Assignment 1 — Using the article on coaching for nonprofit CEOs, mark each statement yes or no according to whether the article agrees with it, and quote the exact words that decide it. (a) The average nonprofit CEO puts in between 60 and 70 hours of accountable time per week. (b) A nonprofit CEO typically has a right-hand person to co-manage with. (c) Budget and mission drive most decisions in the nonprofit world.
Assignment 2 — Extend the article on coaching for nonprofit CEOs, picking up after its final sentence.

Document text —
By Sabrina Hauser
The nonprofit world is filled with dedicated and passionate leaders and an organization’s CEO is no exception.
They exist and work in a demanding environment with constant challenges. The average nonprofit CEO spends between 60-70 hours of accountable time in a week, existing between the Board, directors and employees. This can be an isolated position, managing both upwards and down while driving the initiatives of the agency. Typically, the CEO lacks a right-hand person to co-manage with and often is called upon to make decisions alone, often in a vacuum. The mental load can be unnerving.
Coaching for today’s nonprofit CEO is a way for nonprofits to tap into an objective outside resource, who will guide the CEO in key administrative and strategic areas vital to the continued survival —and success—of an organization.
Finding and retaining an individual or company with expertise in the world of nonprofits is critical to the success of the coaching process. A coach will work with the CEO and her team to review and set strategies; develop action items and accountability; engage in motivating activities to support an agency’s employees, directors, board and donors; and build camaraderie between and among board members and support staff.
A coach can be a crucial resource for educating the CEO and team in best practices for attracting talent to your agency, as well as maintaining the expanding upon engagement with donors, supporters, and board members.
In the nonprofit world, budget and mission drive most decisions, yet the CEO is often in the sole position privy to the confidential information necessary to make a decision. Although surrounded by people who want to support and build the agency, there are times the job feels very isolated and lonely.

Record set —

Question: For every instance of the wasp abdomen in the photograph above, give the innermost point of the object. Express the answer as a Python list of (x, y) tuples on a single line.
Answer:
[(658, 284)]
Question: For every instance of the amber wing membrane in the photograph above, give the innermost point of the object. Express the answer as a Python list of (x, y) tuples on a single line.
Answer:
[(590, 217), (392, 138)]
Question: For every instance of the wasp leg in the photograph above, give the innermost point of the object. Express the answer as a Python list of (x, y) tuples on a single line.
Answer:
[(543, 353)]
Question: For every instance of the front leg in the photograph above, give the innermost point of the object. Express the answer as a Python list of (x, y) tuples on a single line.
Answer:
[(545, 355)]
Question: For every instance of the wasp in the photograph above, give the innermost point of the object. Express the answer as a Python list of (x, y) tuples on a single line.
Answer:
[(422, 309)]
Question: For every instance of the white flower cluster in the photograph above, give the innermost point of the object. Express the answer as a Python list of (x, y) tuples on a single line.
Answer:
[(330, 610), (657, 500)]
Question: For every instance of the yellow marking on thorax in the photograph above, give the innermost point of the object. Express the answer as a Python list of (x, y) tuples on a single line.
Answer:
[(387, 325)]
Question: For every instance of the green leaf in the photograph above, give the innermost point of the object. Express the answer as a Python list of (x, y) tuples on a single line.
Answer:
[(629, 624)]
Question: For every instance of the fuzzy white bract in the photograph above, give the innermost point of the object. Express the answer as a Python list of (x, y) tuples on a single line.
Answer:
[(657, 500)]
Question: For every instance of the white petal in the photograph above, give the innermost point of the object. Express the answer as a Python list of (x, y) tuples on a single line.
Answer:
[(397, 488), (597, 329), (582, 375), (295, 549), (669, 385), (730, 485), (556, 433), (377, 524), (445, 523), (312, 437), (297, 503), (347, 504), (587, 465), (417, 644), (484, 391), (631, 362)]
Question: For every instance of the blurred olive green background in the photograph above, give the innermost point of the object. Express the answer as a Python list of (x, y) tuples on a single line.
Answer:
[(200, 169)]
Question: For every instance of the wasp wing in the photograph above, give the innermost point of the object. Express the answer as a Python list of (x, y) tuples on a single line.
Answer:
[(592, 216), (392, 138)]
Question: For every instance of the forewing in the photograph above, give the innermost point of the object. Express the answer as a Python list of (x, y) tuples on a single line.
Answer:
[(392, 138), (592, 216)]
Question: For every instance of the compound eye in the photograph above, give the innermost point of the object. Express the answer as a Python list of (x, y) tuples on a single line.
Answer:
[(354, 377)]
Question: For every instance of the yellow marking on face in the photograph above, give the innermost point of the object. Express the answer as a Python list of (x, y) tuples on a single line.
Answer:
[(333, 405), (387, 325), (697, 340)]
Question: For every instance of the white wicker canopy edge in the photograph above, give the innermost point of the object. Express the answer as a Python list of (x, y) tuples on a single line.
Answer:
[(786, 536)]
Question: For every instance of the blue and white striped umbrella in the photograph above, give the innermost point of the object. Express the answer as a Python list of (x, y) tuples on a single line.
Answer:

Final answer 1 —
(a) Yes: "The average nonprofit CEO spends between 60-70 hours of accountable time in a week"
(b) No: "Typically, the CEO lacks a right-hand person to co-manage with"
(c) Yes: "In the nonprofit world, budget and mission drive most decisions"

Final answer 2 —
Staffing is another significant challenge and is tied to budget and mission. Hiring and retaining the right talent from the outset determines the continued smooth operation of the nonprofit agency and will factor into the CEO’s ability to perform and produce for the board of directors.
There is also the unbalanced competition for talent with the private sector and larger nonprofits, which makes hiring and retaining qualified individuals even more challenging. A coach can assist in the human resources arena and provide a second, objective perspective.
All nonprofits are not created equal. There are three types of agencies and the challenges faced by CEOs vary, depending on the type and stage of the agency.
In the startup world, the CEO is faced with the typical challenges most startups face: talent, money, mission, and funding. The good news here is that you can take a Business 101 class, and you are not faced with some of the issues a well-established nonprofit encounters.
In established nonprofits, the CEO works to keep things afloat. Especially in today’s COVID environment, it means doing more with less. The agency is stretched as the community need increases, and the donor and fundraising take a hit.
The “I inherited a mess nonprofit,” the CEO peers around every corner looking for either relief or another challenge. Support can come from the directors and the Board, and hopefully, they are in sync. If not, the CEO will be forced to take appropriate action on employment, expenses, spending, and services.
These are all areas where a nonprofit CEO coach can help. And, while there are times when a complaining session is warranted, that is not the function of the coach. Instead, an experienced coach will assist the CEO in analyzing situations and creating solutions that work for the organization.
Committing to working with a coach means the CEO must set aside 1-3 hours per month to this activity. While, for many nonprofit CEOs, it may seem impossible to find those 1-3 hours each month, it may be an excellent use of time and resources and ultimately translate into better strategies, a more engaged staff and board, and an increase in efficiencies. In short, engaging with a CEO coach is a smart and effective way to improve your nonprofit’s operations. Any time an outside resource is allowed a bird’s eye view into a business, change and growth can occur.